# Data for processing
┄┄┄┄┄┄┄┄┄┄
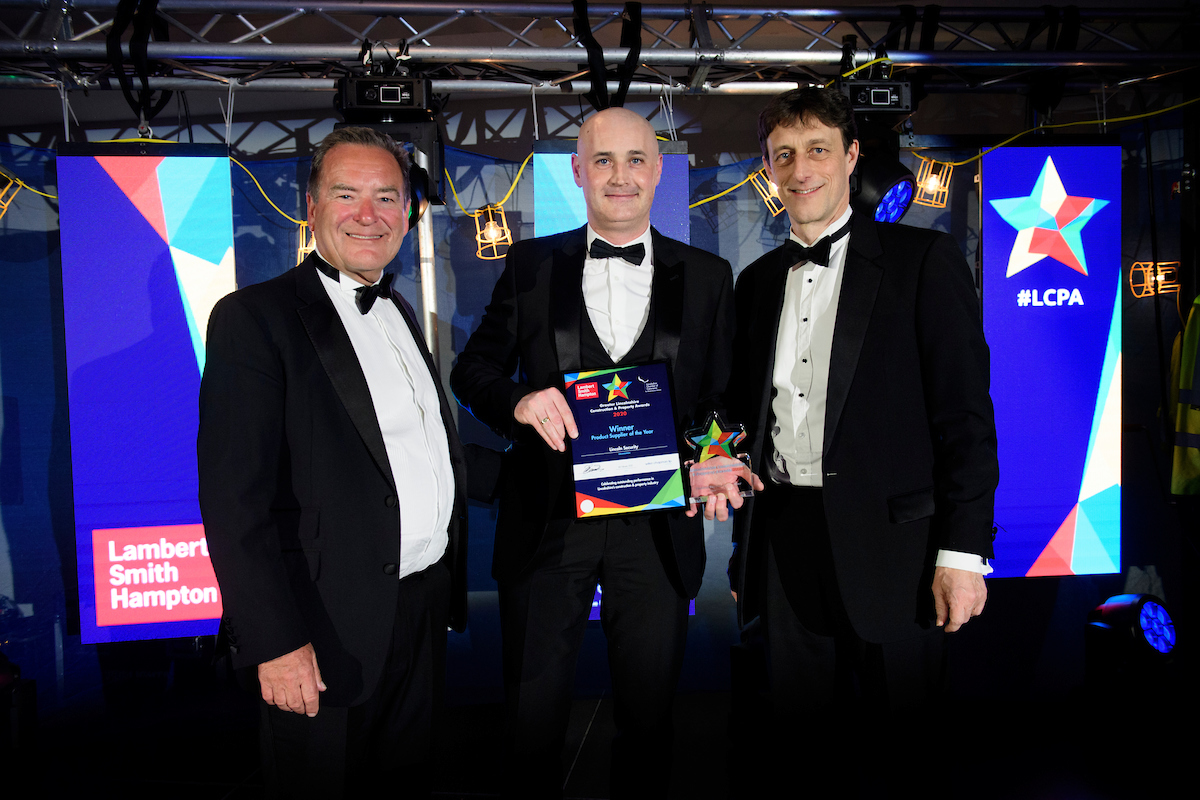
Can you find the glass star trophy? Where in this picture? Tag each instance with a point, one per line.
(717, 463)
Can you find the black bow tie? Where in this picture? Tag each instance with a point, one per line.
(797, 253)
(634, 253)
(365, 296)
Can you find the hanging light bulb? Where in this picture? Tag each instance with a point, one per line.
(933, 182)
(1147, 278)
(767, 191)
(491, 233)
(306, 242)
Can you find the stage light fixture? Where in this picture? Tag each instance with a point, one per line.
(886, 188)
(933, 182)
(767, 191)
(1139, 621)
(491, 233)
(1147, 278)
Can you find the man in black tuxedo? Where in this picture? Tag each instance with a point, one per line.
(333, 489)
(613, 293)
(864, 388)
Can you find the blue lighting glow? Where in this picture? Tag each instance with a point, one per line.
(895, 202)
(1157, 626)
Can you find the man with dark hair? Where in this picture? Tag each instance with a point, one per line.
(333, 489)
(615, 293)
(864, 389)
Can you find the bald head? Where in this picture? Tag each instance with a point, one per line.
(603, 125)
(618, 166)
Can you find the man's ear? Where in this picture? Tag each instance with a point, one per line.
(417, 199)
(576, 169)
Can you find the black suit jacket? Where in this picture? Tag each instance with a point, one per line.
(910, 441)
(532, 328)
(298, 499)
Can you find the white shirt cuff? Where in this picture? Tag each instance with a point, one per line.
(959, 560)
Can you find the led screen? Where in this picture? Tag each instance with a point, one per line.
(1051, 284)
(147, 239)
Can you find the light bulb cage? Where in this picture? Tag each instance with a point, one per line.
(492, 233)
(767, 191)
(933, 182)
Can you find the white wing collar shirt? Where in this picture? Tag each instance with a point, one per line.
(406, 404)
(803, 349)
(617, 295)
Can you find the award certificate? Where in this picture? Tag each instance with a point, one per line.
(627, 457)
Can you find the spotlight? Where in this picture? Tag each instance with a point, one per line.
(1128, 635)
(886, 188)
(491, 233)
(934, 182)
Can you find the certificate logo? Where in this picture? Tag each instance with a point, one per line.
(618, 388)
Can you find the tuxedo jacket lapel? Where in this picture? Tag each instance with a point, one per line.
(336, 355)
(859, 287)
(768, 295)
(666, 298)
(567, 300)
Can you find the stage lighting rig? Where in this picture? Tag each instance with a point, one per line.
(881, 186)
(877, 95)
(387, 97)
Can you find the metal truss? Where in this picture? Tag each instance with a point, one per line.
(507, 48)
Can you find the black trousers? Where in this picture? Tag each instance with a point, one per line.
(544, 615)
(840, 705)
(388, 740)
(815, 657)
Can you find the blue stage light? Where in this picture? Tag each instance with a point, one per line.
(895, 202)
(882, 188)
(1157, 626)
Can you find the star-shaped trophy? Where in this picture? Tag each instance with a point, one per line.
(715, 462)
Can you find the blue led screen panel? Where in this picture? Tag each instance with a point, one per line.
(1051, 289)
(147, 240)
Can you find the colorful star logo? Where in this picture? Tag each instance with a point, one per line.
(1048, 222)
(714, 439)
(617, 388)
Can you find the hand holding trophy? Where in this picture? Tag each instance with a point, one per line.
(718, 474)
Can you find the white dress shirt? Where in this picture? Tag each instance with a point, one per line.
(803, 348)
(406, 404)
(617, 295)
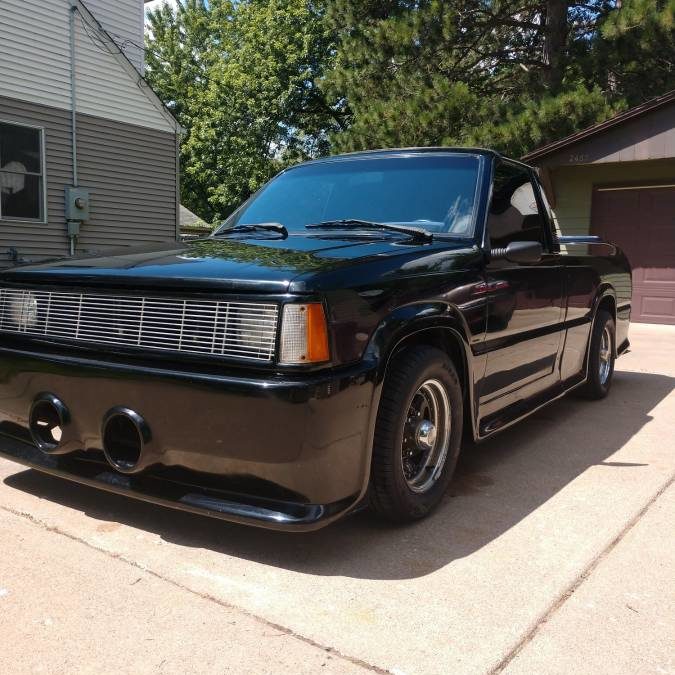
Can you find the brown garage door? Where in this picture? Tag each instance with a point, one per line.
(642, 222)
┄┄┄┄┄┄┄┄┄┄
# What is being asked
Write out the entries above verbatim; the pictures do not belong in your copy.

# Written answer
Can you find the glass star trophy? Where in this picture? Tag each instance with a point, one per line.
(717, 463)
Can you find the black bow tie? Where in this picture? Tag each instance with a point, one per line.
(797, 253)
(634, 253)
(365, 296)
Can you find the hanging light bulb? Where in this picture? Tag each instance with a point, one per line.
(933, 182)
(1147, 278)
(767, 191)
(491, 233)
(306, 242)
Can you find the stage light fixture? Where in this picture? Tag each instance with a point, one per line.
(886, 188)
(933, 182)
(767, 191)
(1139, 621)
(491, 233)
(1147, 278)
Can you find the man in black tuxedo? Where in this picture? Tag each instance with a point, one per line.
(333, 489)
(613, 293)
(864, 388)
Can you find the blue lighting glow? Where in this picture? Tag each instance with a point, one per line.
(895, 202)
(1157, 626)
Can you find the man with dark hair? Where in this picture? Tag each instance with a point, one per line.
(333, 489)
(615, 293)
(864, 389)
Can you find the bald head? Where in this picture? Tag each instance with a point, one per line.
(603, 125)
(618, 166)
Can you find the man's ear? Where in this picture? Tag each instance with a point, one per line.
(417, 199)
(576, 169)
Can you find the black suit jacket? Where in this picture? Tag each instance with a point, one per line.
(910, 441)
(532, 328)
(298, 499)
Can you find the white shirt cuff? Where in this picture? Tag each instance with a point, one per line.
(959, 560)
Can you find the led screen? Where in this picture? Tag each instance with a point, one per line.
(1051, 284)
(147, 239)
Can you find the light bulb cage? Where in this picture? Tag each instance with a point, one per line.
(492, 233)
(767, 191)
(933, 182)
Can you find the white wing collar shirt? Where in this picture? Tag each instance with a point, one per line.
(406, 404)
(803, 349)
(617, 295)
Can you find the award certificate? Where in this picture? Tag each instance with a point, one per line.
(627, 457)
Can you find the spotlight? Where in this picture? Tag each instance with a point, one per line.
(1128, 635)
(886, 188)
(491, 233)
(934, 182)
Can you find the certificate logo? Where in this picture? Tag each instance with a point, one per line.
(618, 388)
Can you find the tuxedo jacket lapel? Where in this picture? Tag each instance with a point, one per line.
(336, 355)
(859, 287)
(768, 295)
(666, 298)
(567, 300)
Can you find the stage lighting rig? Where in this picture? Tag each instance with a point, one per line.
(881, 186)
(877, 95)
(387, 97)
Can you find the metal truss? Where in this picture? Tag each instance with a point, one per line.
(507, 48)
Can you find the black trousers? Where in this picture? Tag each instance with a point, one per line.
(544, 615)
(840, 705)
(388, 740)
(815, 657)
Can you find the blue stage light? Where in this picture? Tag each instance with a point, one per line.
(895, 202)
(882, 188)
(1157, 626)
Can you find the star-shaped trophy? Where in this picture? Tag each instance with a point, one per line.
(715, 462)
Can you find the blue led screen panel? Where in this picture? Tag each instance with a point, one per line.
(1051, 289)
(147, 240)
Can you find the colorful star logo? Where in this picture? Tag each instance with a point, one per line.
(1048, 222)
(714, 439)
(617, 388)
Can you find the hand holding trophy? Where in this picture? Tag each instance with a point, one per line.
(718, 474)
Can you find the white dress shirt? Where in this picture? Tag each instance with a point, one per line.
(803, 348)
(406, 404)
(617, 295)
Can you find the brown garage door? Where in this picture? Tag each instance with a point, one per line.
(642, 222)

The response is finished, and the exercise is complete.